- RECORDS:
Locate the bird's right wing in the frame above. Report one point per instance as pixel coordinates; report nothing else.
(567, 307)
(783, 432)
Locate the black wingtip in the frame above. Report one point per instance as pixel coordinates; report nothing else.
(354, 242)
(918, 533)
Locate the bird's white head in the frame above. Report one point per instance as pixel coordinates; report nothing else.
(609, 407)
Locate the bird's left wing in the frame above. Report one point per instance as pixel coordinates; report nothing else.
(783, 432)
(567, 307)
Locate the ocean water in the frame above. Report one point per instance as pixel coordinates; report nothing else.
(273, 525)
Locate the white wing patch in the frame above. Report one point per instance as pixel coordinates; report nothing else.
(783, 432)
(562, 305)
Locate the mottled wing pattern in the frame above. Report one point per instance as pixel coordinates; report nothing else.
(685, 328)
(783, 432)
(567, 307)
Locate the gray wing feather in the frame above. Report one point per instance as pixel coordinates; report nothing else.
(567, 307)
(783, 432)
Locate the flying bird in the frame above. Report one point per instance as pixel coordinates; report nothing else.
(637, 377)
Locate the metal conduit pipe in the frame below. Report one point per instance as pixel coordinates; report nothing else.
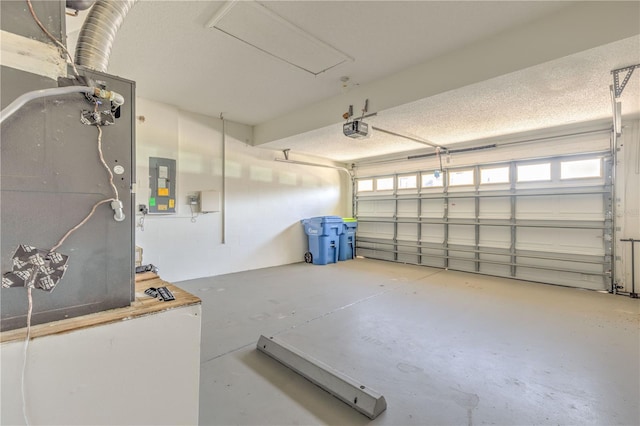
(99, 31)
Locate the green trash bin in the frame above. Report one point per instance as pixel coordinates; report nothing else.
(348, 239)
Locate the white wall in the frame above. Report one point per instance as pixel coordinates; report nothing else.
(123, 373)
(628, 203)
(265, 199)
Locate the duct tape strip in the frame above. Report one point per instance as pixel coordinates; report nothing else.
(365, 400)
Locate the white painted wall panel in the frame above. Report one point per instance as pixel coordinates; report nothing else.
(140, 371)
(265, 199)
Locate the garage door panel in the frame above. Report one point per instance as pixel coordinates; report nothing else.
(432, 233)
(495, 264)
(561, 240)
(588, 207)
(462, 208)
(495, 236)
(540, 224)
(462, 234)
(495, 208)
(432, 208)
(408, 208)
(433, 257)
(408, 231)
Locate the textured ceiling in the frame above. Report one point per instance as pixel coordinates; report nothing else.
(574, 89)
(175, 58)
(166, 47)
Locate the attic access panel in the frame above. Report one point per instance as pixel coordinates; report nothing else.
(258, 26)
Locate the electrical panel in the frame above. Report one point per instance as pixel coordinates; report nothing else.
(162, 183)
(51, 177)
(209, 201)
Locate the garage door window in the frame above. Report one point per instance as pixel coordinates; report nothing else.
(534, 172)
(430, 180)
(494, 175)
(461, 177)
(384, 184)
(407, 182)
(581, 169)
(365, 185)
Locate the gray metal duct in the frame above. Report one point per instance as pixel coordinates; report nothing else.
(99, 31)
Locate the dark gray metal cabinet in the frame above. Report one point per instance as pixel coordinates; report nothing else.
(50, 177)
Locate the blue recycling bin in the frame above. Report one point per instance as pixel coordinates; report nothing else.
(324, 239)
(348, 239)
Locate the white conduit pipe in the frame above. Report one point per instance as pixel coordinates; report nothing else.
(99, 31)
(14, 106)
(223, 207)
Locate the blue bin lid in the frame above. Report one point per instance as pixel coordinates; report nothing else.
(327, 219)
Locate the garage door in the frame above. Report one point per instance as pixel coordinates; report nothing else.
(546, 220)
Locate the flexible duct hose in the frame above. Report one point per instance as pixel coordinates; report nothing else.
(99, 31)
(14, 106)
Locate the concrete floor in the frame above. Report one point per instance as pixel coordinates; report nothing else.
(443, 347)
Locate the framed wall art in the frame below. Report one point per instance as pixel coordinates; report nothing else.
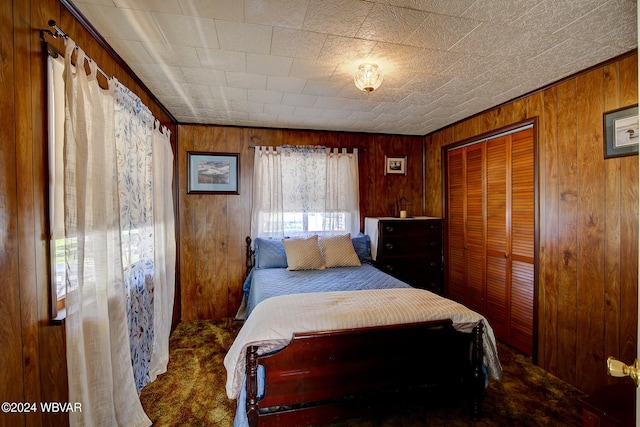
(394, 165)
(214, 173)
(621, 132)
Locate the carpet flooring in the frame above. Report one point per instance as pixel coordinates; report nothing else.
(192, 391)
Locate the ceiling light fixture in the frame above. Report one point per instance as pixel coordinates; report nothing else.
(368, 77)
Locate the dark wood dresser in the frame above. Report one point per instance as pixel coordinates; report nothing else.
(409, 249)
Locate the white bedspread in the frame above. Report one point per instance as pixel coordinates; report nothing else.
(273, 322)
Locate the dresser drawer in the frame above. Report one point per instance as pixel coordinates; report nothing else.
(410, 228)
(404, 266)
(395, 245)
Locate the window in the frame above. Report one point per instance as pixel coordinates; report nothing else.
(305, 190)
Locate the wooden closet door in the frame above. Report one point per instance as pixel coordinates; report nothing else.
(497, 239)
(491, 233)
(465, 219)
(474, 242)
(456, 201)
(522, 243)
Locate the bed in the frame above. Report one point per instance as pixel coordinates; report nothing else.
(344, 339)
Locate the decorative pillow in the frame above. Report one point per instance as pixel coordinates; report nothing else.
(362, 246)
(270, 253)
(338, 251)
(303, 254)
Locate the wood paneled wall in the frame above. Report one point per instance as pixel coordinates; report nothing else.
(33, 361)
(213, 228)
(588, 219)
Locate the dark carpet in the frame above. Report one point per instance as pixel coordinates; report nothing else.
(192, 391)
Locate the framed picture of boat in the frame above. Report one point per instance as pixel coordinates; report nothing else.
(213, 173)
(621, 132)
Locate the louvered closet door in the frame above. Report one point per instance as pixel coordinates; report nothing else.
(491, 237)
(522, 241)
(474, 237)
(465, 210)
(456, 264)
(497, 255)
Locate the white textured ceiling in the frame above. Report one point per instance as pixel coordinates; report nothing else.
(290, 63)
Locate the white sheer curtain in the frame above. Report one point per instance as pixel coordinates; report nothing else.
(301, 190)
(98, 355)
(165, 253)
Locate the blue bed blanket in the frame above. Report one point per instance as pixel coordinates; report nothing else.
(263, 283)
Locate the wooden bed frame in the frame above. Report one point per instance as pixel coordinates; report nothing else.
(327, 376)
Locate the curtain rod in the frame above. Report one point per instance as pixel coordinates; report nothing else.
(339, 148)
(59, 32)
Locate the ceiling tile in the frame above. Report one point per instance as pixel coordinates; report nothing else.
(310, 69)
(166, 6)
(441, 32)
(228, 10)
(268, 65)
(223, 60)
(500, 11)
(297, 43)
(182, 56)
(390, 24)
(336, 17)
(265, 96)
(244, 37)
(290, 63)
(278, 13)
(246, 80)
(187, 30)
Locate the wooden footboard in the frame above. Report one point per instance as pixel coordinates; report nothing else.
(326, 376)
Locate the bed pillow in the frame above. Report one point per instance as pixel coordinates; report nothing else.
(270, 253)
(303, 254)
(338, 251)
(362, 246)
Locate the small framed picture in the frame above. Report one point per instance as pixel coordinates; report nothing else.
(394, 165)
(216, 173)
(621, 132)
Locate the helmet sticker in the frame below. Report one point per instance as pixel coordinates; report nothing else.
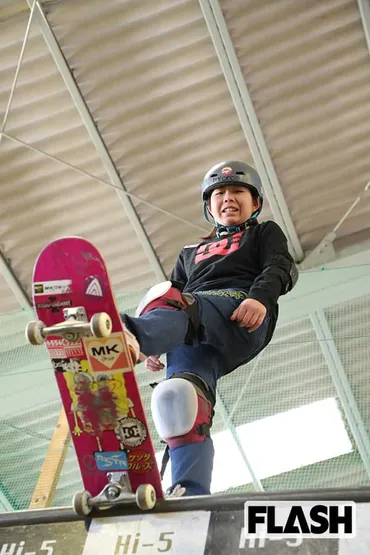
(227, 170)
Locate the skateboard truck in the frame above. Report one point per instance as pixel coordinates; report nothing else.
(72, 328)
(118, 491)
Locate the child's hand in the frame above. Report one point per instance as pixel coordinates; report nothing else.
(250, 314)
(153, 363)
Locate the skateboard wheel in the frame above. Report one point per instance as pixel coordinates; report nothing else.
(101, 325)
(34, 332)
(81, 503)
(145, 497)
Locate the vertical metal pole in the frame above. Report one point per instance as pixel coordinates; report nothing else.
(224, 415)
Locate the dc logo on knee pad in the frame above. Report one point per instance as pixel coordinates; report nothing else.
(131, 432)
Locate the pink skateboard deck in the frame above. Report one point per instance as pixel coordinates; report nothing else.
(95, 376)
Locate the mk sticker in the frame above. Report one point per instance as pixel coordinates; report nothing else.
(107, 354)
(60, 287)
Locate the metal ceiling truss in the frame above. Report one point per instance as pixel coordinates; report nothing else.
(96, 138)
(249, 122)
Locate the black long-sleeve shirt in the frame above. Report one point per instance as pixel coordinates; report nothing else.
(256, 261)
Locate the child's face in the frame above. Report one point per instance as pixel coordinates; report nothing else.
(232, 205)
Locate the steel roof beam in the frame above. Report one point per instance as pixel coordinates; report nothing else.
(96, 138)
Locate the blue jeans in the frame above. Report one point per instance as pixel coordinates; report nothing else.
(223, 347)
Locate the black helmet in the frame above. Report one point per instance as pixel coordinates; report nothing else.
(229, 173)
(232, 173)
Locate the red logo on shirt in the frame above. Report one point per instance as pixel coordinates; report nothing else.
(221, 248)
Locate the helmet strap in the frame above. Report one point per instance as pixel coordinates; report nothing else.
(229, 229)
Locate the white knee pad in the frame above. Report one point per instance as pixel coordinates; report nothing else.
(174, 407)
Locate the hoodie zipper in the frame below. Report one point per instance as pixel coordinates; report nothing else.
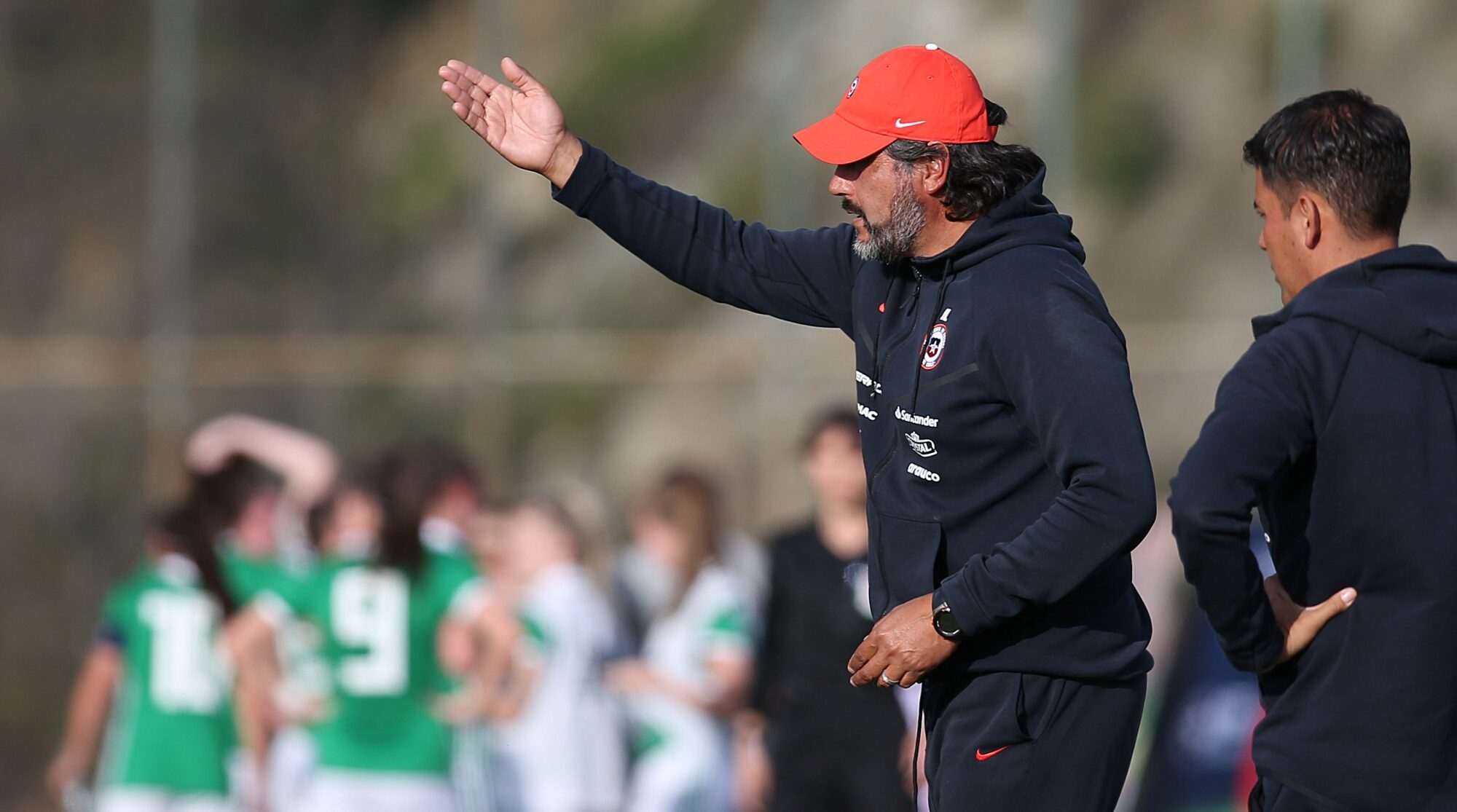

- WRITTEN EXERCISE: Rewrite every line from the one containing "Locate the child's face" through the end of the records, requests included, and offset each pixel coordinate in the answers by adding 125 to it. Omit the pictures from your reply.

- COMPLETE RESPONSE:
Locate the child's face in the frame above. Report one point per instance as pixel coordinates; report nothing else.
(357, 330)
Locate the steel roof beam in the frame above. Report one point per instance as pixel coordinates; report nothing else.
(221, 263)
Locate the blue jeans in the frame above. Report one point per instance as pixel coordinates; report nothing else.
(348, 472)
Locate the black helmet in the frame above. Report one point per instance as pixel coordinates; report nothing else.
(354, 298)
(357, 298)
Locate the red logo on shirt in the frame above. Report one point per instance as pixel coordinates; report nothing else.
(346, 373)
Locate the helmet strap in the frame above. Report one point per instance as pixel coordinates; report nothing else.
(354, 354)
Locate the white knee pad in the frame above. Report one point per instance as pixel coordinates; report nothing else.
(299, 532)
Locate the hoodie zipper in the frame below. Report one point per instance as pixel coordinates; report nothing else.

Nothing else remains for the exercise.